List every line of the data that contains the word "goose".
[Start]
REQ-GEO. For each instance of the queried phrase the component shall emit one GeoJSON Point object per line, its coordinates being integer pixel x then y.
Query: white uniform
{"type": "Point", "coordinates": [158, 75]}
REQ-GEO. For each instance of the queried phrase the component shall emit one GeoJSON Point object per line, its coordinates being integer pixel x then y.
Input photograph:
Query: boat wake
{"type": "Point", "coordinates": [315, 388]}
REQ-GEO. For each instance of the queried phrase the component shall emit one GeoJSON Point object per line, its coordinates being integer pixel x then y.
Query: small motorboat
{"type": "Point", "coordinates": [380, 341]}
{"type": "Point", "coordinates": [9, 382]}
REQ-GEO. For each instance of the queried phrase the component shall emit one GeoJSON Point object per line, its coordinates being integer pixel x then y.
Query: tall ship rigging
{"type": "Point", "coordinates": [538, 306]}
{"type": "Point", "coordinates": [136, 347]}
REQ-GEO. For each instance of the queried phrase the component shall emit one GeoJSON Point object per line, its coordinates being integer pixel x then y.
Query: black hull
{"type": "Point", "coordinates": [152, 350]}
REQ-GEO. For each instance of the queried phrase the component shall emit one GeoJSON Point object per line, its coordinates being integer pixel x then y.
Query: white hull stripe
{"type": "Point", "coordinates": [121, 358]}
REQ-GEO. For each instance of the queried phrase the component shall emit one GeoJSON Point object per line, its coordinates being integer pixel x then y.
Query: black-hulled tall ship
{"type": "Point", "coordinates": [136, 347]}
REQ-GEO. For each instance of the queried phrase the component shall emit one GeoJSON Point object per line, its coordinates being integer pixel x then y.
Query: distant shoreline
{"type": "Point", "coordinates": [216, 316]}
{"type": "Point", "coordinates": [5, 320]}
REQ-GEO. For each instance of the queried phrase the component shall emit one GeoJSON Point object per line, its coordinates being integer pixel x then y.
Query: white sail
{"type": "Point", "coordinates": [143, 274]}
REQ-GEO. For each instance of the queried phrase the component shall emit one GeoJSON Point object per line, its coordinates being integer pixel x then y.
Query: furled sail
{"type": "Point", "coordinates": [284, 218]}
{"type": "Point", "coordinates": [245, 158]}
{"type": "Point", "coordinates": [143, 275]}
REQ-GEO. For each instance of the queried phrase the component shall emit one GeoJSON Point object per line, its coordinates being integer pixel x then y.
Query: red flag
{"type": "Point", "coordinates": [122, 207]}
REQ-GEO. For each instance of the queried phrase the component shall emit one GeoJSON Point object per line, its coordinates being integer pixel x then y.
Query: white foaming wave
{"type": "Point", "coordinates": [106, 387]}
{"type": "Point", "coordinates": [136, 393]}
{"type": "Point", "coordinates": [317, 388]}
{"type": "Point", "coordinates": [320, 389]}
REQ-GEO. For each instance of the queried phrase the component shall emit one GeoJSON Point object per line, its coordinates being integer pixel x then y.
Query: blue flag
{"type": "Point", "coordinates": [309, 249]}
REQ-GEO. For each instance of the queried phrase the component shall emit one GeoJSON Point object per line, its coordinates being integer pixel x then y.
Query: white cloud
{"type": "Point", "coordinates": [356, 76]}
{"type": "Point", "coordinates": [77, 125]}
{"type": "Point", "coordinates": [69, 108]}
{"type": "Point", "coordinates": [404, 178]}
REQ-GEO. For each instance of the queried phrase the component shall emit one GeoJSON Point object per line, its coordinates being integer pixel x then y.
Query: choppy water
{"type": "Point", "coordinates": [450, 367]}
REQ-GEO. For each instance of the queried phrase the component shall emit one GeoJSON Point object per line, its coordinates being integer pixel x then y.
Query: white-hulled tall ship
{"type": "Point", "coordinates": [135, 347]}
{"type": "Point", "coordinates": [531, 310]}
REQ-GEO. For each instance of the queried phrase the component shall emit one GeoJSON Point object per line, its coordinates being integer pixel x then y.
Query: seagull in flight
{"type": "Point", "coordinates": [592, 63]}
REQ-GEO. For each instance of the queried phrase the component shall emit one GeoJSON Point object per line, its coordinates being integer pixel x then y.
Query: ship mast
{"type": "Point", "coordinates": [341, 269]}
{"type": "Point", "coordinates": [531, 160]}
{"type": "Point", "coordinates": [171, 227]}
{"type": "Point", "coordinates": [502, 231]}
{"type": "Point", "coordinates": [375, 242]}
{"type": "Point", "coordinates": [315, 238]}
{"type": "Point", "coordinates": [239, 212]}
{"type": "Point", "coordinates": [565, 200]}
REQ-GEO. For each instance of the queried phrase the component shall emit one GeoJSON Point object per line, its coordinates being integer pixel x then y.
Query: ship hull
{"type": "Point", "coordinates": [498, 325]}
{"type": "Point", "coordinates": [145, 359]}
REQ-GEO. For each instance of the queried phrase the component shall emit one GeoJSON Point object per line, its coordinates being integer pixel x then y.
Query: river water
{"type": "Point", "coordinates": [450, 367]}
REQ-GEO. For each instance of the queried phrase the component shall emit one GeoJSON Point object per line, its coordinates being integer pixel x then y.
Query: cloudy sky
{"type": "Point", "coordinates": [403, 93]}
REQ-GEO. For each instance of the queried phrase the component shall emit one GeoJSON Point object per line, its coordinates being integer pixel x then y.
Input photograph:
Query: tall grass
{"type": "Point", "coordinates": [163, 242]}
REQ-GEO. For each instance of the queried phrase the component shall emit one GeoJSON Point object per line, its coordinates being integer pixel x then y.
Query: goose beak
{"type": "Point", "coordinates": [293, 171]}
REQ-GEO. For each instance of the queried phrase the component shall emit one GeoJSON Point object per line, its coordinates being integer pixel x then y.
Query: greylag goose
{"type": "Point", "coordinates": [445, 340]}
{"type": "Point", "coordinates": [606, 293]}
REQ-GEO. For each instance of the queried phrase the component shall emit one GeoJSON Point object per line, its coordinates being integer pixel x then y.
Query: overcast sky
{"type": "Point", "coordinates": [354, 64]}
[End]
▶ The response:
Query: goose beak
Query: greylag goose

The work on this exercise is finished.